***** TEXTO PARA LEER *****
EL PAíS › OPINION
› Por Eduardo Aliverti
No por no haber existido otras (que de todos modos las hubo bien pocas, siendo generosos, en una de las semanas de información política más vacías del año), la renovada presión de Mauricio Macri para contar con policía propia, y dinero consecuente, es la noticia más destacada de los últimos días. Porque lo de la Rural no fue otra cosa que la foto de toda la vida.
No se trata del episodio en sí, porque no es novedad, sino del probable asomo de alguna jugada o intención mayor por parte del futuro jefe de gobierno porteño. Además de no dejar de ser subrayable que Macri no pone énfasis en el simultáneo traspaso a la ciudad del Puerto y de la Justicia. No. Sólo pone interés en disponer de la policía. Cualquiera con un mínimo grado de comprensión ideológica diría que no hay nada más que hablar. Ese solo dato, esa sola obsesión por disponer de uniformados a su mando, habla de sobra acerca de cuán lejos llega la capacidad de Macri como hombre de liderazgo político, capaz de exceder la mera sintonía con las preocupaciones de vastos sectores de la clase media. Una buena o mayoritaria parte de ese conglomerado social votó a Macri, entre otros motivos o exclusivamente, porque confió en que puede acabar con la delincuencia. Así lo alentó él, Macri, porque en campaña las promesas son gratis (denuesto obvio que, por supuesto, está muy lejos de caberle únicamente al hijo de Don Franco). Aunque hay una relación de proporcionalidad, inversa, entre lo gratuito de lo que se promete y lo carísimas que son las facturas populares –vale: en lo inmediato– cuando no se cumple.
***** LISTA DE ÍTEMS *****
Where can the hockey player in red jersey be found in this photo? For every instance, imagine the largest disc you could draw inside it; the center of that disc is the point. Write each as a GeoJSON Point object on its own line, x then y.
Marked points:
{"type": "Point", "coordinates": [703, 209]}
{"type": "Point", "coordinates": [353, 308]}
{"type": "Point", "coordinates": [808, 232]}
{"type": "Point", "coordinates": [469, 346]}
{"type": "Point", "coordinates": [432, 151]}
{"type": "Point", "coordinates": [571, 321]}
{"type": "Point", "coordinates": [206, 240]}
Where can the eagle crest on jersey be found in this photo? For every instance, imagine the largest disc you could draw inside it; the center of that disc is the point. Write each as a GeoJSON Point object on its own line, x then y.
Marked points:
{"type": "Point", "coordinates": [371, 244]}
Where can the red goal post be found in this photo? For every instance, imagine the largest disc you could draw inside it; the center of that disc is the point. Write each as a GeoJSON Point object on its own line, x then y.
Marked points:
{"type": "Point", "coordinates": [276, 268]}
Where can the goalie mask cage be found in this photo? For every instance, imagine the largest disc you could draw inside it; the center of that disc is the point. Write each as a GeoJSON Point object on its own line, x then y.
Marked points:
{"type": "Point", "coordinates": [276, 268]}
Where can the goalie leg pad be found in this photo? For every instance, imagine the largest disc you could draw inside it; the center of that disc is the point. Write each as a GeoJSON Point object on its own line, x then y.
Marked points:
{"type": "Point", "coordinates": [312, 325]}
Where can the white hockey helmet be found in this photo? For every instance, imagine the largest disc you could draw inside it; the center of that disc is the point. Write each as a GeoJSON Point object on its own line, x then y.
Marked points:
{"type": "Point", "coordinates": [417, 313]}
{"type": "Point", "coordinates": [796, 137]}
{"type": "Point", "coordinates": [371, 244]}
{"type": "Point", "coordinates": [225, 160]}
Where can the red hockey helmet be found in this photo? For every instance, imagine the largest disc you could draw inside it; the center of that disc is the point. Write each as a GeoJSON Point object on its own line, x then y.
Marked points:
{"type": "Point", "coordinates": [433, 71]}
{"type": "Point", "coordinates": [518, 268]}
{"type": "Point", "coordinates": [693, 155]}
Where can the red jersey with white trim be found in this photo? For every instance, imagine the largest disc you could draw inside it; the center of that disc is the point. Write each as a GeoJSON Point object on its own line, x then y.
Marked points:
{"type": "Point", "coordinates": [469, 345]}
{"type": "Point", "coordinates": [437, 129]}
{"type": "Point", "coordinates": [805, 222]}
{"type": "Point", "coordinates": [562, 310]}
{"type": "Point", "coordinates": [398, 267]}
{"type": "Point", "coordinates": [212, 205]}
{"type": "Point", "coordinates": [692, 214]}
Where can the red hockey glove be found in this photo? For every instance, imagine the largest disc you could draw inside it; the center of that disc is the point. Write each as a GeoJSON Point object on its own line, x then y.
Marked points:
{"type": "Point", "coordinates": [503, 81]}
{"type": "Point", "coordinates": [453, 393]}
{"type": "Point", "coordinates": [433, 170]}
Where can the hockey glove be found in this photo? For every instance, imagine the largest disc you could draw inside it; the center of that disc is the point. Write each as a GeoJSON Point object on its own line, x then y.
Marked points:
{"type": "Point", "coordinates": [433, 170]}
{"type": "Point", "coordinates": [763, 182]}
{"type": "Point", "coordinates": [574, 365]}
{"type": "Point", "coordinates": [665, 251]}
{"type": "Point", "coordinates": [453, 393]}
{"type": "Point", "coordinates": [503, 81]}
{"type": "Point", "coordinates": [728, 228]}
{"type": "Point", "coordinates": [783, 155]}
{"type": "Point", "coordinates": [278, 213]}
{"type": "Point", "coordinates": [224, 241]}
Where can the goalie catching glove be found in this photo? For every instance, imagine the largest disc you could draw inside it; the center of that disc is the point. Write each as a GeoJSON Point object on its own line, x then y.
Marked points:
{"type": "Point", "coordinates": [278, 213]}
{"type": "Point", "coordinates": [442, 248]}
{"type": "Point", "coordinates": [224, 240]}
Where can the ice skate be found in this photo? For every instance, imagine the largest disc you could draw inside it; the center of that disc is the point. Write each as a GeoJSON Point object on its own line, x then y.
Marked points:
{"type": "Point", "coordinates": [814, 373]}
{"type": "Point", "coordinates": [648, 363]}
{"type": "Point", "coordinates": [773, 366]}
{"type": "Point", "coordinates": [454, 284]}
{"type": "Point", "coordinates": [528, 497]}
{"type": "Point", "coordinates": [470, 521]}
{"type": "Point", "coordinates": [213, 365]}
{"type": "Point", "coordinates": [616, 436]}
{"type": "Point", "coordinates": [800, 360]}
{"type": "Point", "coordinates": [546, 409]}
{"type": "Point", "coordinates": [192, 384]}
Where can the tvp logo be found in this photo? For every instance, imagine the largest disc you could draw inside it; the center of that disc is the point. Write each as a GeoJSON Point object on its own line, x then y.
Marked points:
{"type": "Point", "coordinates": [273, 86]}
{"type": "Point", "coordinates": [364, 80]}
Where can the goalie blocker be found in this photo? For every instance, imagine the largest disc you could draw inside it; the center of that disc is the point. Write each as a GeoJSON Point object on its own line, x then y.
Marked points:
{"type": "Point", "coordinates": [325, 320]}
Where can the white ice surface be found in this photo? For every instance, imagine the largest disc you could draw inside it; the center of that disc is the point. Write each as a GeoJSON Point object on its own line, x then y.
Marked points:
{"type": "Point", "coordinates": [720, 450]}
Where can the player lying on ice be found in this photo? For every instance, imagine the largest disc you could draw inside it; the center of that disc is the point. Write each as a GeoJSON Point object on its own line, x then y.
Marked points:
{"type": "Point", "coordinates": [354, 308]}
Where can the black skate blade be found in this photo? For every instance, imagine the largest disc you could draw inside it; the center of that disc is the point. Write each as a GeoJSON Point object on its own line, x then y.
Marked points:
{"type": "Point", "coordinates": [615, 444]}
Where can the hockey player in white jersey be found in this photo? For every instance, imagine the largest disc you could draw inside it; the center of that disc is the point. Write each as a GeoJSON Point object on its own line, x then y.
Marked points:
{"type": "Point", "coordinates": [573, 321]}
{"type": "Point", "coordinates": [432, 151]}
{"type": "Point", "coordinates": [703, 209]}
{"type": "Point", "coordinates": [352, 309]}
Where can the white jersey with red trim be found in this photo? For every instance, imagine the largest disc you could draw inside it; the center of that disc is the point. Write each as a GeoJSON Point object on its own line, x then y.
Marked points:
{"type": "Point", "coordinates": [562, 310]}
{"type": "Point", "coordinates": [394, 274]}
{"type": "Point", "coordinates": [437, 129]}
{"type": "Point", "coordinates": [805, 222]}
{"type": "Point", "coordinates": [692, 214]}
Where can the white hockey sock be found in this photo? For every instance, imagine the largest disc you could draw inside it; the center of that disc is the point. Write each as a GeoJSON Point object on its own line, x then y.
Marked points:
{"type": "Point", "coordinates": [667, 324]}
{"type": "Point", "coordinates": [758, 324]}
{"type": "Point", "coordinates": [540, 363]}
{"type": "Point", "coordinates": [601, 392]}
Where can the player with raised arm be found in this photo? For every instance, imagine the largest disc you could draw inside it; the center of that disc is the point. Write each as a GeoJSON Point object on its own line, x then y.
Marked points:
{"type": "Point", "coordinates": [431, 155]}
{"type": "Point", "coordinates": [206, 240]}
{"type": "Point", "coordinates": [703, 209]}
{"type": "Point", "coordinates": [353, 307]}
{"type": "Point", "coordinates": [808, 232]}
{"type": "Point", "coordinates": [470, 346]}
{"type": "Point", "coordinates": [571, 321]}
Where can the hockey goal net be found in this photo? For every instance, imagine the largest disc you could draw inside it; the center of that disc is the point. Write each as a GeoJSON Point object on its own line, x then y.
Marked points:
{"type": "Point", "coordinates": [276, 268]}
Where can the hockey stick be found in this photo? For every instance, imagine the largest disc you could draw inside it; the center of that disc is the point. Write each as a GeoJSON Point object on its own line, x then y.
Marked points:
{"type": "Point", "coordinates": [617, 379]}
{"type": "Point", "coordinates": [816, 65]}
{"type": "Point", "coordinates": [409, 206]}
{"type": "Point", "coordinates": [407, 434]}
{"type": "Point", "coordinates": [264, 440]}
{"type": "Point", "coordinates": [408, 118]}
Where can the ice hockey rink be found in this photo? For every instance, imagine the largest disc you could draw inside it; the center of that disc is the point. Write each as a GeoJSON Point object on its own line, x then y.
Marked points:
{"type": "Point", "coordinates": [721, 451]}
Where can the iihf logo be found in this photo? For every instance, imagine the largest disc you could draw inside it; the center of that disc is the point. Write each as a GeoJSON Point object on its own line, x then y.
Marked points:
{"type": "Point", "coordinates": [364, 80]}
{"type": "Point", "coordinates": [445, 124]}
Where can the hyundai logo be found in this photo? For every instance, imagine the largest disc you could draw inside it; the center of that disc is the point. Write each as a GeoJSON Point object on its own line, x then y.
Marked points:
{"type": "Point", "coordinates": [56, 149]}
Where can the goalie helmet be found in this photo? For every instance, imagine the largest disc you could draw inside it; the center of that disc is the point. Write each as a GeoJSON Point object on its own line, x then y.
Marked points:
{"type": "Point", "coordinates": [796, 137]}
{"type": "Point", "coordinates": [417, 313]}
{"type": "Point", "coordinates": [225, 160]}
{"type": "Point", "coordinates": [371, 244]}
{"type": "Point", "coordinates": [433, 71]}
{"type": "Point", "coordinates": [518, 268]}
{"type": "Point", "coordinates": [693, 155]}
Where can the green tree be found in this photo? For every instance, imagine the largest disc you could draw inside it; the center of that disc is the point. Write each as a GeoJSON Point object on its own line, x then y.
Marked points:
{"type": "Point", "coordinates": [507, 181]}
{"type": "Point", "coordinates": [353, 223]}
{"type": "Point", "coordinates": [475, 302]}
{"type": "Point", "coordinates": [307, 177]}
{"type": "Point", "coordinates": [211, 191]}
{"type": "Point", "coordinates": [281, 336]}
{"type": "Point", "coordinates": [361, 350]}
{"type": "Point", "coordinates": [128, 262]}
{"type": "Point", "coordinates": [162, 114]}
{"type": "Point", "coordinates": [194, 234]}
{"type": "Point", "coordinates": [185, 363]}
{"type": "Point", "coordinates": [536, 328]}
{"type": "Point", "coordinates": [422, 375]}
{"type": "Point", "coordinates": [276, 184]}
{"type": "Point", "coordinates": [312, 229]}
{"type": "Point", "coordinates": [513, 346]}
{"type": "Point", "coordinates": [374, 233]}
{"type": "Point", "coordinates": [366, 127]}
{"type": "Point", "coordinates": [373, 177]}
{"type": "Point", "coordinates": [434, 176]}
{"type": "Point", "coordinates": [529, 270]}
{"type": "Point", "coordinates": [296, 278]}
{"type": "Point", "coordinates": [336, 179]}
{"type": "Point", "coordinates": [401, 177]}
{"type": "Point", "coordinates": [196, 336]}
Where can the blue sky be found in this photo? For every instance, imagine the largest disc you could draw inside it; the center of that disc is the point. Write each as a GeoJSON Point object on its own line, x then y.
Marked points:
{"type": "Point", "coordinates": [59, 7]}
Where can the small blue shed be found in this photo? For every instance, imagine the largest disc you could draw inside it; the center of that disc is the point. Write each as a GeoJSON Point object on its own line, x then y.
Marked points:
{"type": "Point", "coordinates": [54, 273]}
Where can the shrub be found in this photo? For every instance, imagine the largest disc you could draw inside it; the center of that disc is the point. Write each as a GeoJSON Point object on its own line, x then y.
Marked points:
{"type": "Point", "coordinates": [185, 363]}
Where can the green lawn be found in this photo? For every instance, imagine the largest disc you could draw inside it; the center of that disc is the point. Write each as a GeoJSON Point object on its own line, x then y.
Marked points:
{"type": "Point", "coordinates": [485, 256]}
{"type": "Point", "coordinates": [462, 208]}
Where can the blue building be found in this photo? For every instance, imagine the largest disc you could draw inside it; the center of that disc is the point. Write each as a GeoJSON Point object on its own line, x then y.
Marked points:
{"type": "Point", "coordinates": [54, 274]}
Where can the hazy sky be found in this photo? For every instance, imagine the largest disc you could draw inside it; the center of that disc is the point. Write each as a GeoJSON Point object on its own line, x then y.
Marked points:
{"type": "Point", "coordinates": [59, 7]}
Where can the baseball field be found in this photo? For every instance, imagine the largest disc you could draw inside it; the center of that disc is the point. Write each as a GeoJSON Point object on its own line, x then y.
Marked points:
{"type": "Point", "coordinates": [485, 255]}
*****
- **LAS TAREAS**
- A) Según la columna sobre Macri, ¿qué traspasos a la ciudad, simultáneos al de la policía, no enfatiza Macri?
- B) Cambia "policía propia" por "fuerza de seguridad propia" en el fragmento de la columna sobre Macri que empieza en "EL PAíS › OPINION" y termina en "toda la vida.".
- C) Escribe la continuación de la columna sobre Macri a partir de su última oración.

- **RESULTADOS POR TAREA**
- A) El traspaso del Puerto y el de la Justicia.

- B)
EL PAíS › OPINION
› Por Eduardo Aliverti
No por no haber existido otras (que de todos modos las hubo bien pocas, siendo generosos, en una de las semanas de información política más vacías del año), la renovada presión de Mauricio Macri para contar con fuerza de seguridad propia, y dinero consecuente, es la noticia más destacada de los últimos días. Porque lo de la Rural no fue otra cosa que la foto de toda la vida.

- C)
Alcanza con comprender la superficialidad que Macri le dedicó a uno de las temas, la “inseguridad”, más sensibles para la ciudadanía de Buenos Aires. Sea porque en efecto se la percibe como un drama cotidiano, o fuere porque los medios amplifican hasta niveles de clima inaguantable la complejidad delincuencial de una urbe como ésta, que aun así es una joyita si se la compara con cualquiera de las principales ciudades latinoamericanas. El boom turístico de que goza Buenos Aires, aunque a primera vista pueda parecer un argumento frívolo, es un dato que debería serle difícil de rebatir a la suma de boludos que dicen que esto ya no da para más porque ya no se puede salir a la calle. La cuestión es que Macri, montado en esa realidad o imaginario (cerremos: ambas cosas), y aturdido porque la recuperación de la economía no le dejó ni deja mayor y mejor espacio para correr al oficialismo desde ahí, se guareció en la “inseguridad” para captar votos. “Quiero a la policía”, dijo, pero ocurre que ya en campaña sabía que el trámite era poco menos que imposible porque el resto de las provincias no votará cual soplar y hacer botellas, ni mucho menos, un ¿privilegio? para los porteños que supondría transferirles, a costa de sus bolsillos, centenares de millones de dólares. Y lo más paradójicamente gracioso del punto es que, como también ya sabía en su campaña, entre quienes no votarían esa cesión de recursos nacionales se cuentan varios de sus aliados ideológicos, como el amigo Sobisch y los miembros del Museo de Cera.
Que Macri no haya tenido en cuenta estos pequeños detalles es aproximadamente increíble; aunque el periodista se reserva la especulación de que sí puede ser posible, en tanto y en cuanto cree que la formación y capacidad de los cuadros macristas, como alter ego de la constitución, por fin, de un partido derechista “moderno”, es mucho más un diagnóstico autoprofético de la izquierda que una realidad de la inteligencia de la derecha. En todo caso, quizá valdría subir la apuesta y considerar que Macri y sus huestes, sabedores de que no cabía en ninguna cabeza el fácil logro de la policía y la plata, jugaron a victimizarse: no puedo hacer nada porque me ataron las manos, me mentiste, me cortaron las piernas, me engañaste, me dijiste que era mentira que no me querías.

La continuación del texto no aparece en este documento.